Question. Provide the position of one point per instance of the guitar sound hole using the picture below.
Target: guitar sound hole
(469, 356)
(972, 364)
* * *
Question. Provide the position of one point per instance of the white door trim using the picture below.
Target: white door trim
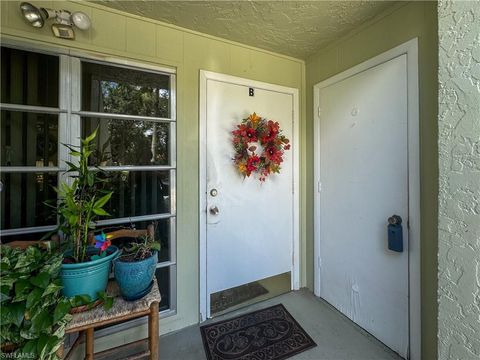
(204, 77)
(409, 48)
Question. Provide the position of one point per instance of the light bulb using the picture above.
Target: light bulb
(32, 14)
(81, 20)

Instruction
Work out how many lines in the rows above contain the string "hole", matching case exactly. Reply with the number alone.

Solution for this problem
2